— KUTIPAN TEKS —

Makalah Sejarah Pemikiran Ekonomi Islam

BAB I
PENDAHULUAN
A. Latar Belakang
 Ilmu ekonomi Islam sebagai sebuah studi baru muncul pada tahun 1970-an, tetapi pemikiran tentang ekonomi Islam sudah muncul sejak islam itu di turunkan melalui nabi Muhammad Saw. Karena rujukan utama pemikiran Islami adalah alquran  dan hadist maka pemikiran ekonomi ini munculnya juga  bersamaan dengan diturunkanya alquran pada masa kehidupan Rasulullah Saw, pada abad akhir 6 M hingga awal abad 7 M. Setelah masa tersebut banyak sarjana muslim yang memberikan kontribusi karya pemikiran ekonomi. 
Menurut Muhammad Najatullah Ash-shiddiqy pemikiran ekonomi islam adalah respon para pemikir muslim terhadap tantangan-tantangan ekonomi pada masa mereka. Pemikiran ekonomi tersebut diilhami dan dipandu oleh ajaran Al-quran sunnah, ijtihad (pemikiran) dan pengalaman empiris mereka. Objek kajian dalam pemikiran ekonomi islam bukanlah ajaran tentang ekonomi, tetapi pemikiran para ilmuan islam tentang ekonomi dalam sejarah atau bagaimana mereka memahami ajaran Al-quran dan Sunnah tentang ekonomi. Objek pemikiran ekonomi islam juga mencakup bagaimana sejarah ekonomi islam yang terjadi dalam praktik historis.
B. Rumusan Masalah
1. Pemikiran Ekonomi Islam di Masa Rasulullah SAW
2. Pemikiran Ekonomi Islam di Masa Khulafaurrasyidin
3. Pemikiran Ekonomi Islam Berdasarkan Kilasan Tokoh dan Pemikirannya

C. Tujuan
1. Makalah ini dibuat untuk memenuhi tugas perkuliahan
2. Makalah ini dibuat agar pembaca memahami sejarah perekonomian yang ada di dunia 
3. Makalah ini dibuat agar pembaca mengerti bagaimana sistem perekonomian islam berjalan

BAB II
PEMBAHASAN
A. Perekonomian di masa Rasulullah Saw . (571-632 M)
 Pada periode Makkah masyarkat muslim belum sempat membangun perekonomian, sebab masa itu penuh dengan perjuangan untuk mempertahankan diri dari intimidasi orang-orang Quraisy. Barulah pada masa Madinah Rasulullah memimpin sendiri membangun masyarakat madinah sehingga menjadi masyarakat yang sejahtera dan beradab. Meskipun perekonomian pada masa Rasulullah Saw. masih sederhana, tetapi beliau menunjukkkan prinsip-prinsip yang mendasar bagi pengelolaan ekoneomi. Usaha-usaha ekonomi harus dilakukan secara etis dalam bingkai syariah Islam, sementara sumber daya ekonomi tidak boleh menumpuk pada segelintir orang melainkan harus beredar untuk seluruh umat.

— BAHAN YANG DISEDIAKAN —
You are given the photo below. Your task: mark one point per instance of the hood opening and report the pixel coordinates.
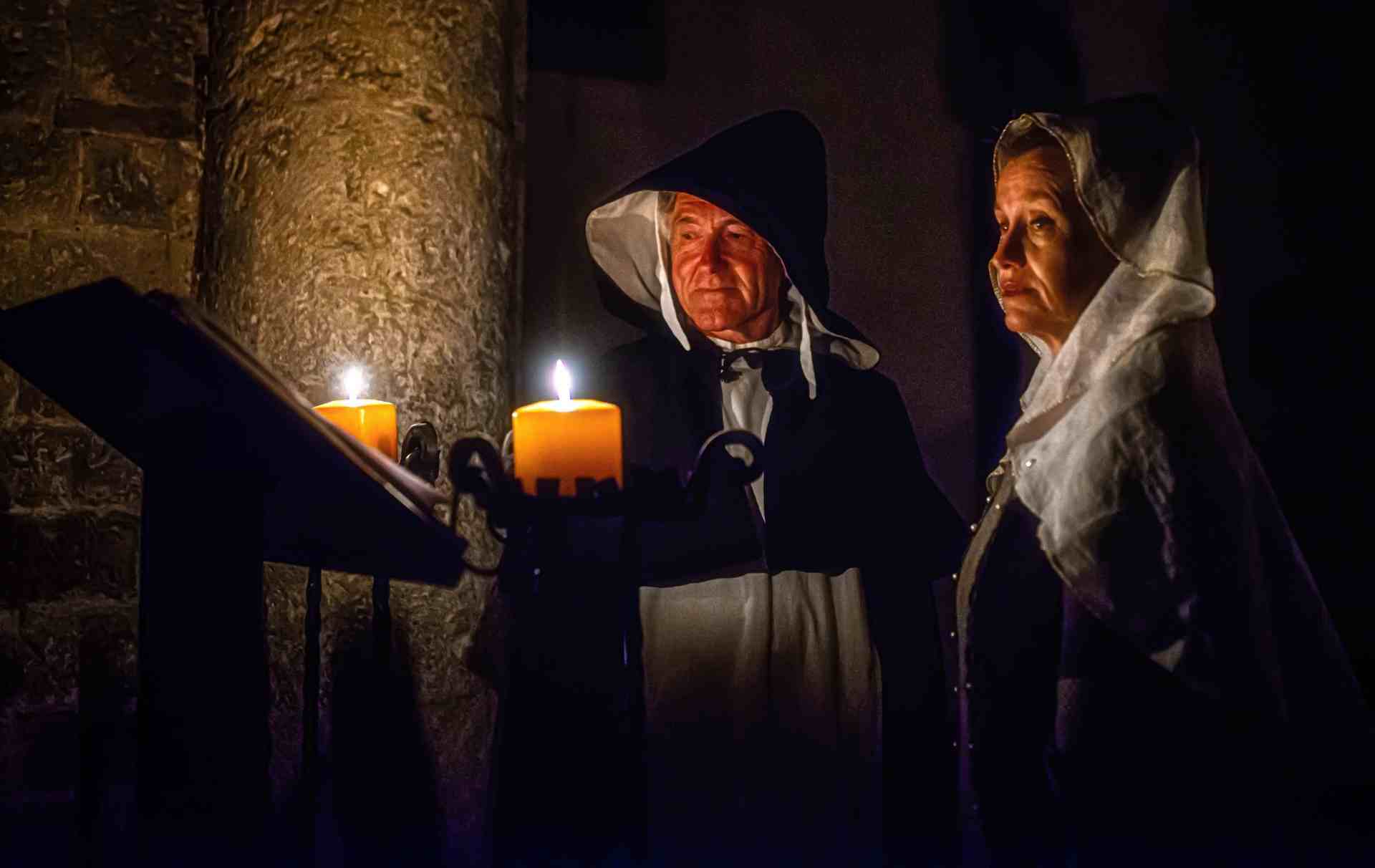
(627, 243)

— DAFTAR TUGAS —
a – Jawablah pertanyaan berikut berdasarkan makalah sejarah pemikiran ekonomi Islam.
(i) Pada tahun berapa ilmu ekonomi Islam muncul sebagai sebuah studi baru?
(ii) Menurut Muhammad Najatullah Ash-shiddiqy, apa yang dimaksud dengan pemikiran ekonomi Islam?
(iii) Mengapa masyarakat muslim belum sempat membangun perekonomian pada periode Makkah?
b – Teruskan makalah sejarah pemikiran ekonomi Islam, dimulai setelah kalimat terakhirnya.

— KUNCI JAWABAN —
a –
(i) Ilmu ekonomi Islam muncul sebagai sebuah studi baru pada tahun 1970-an.
(ii) Pemikiran ekonomi Islam adalah respon para pemikir muslim terhadap tantangan-tantangan ekonomi pada masa mereka.
(iii) Masa itu penuh dengan perjuangan untuk mempertahankan diri dari intimidasi orang-orang Quraisy.

b –
Pasar menduduki peranan penting sebagai mekanisme ekonomi, tetapi pemerintah dan masyarakat juga bertindak aktif dalam mewujudkan kesejahteraan dan menegakkan keadilan. Berbeda dengan tanah Makkah yang gersang sebagian tanah dimadinah relatif subur sehingga pertanian,perkebunan,peternakan dapaat dilakukan di sini. Dikota ini Rasulullah membentuk Al-Hisbah yang bertugas untuk pengawas pasar dan Baitul Mall yang berfungsi sebagai pengawas keuangan.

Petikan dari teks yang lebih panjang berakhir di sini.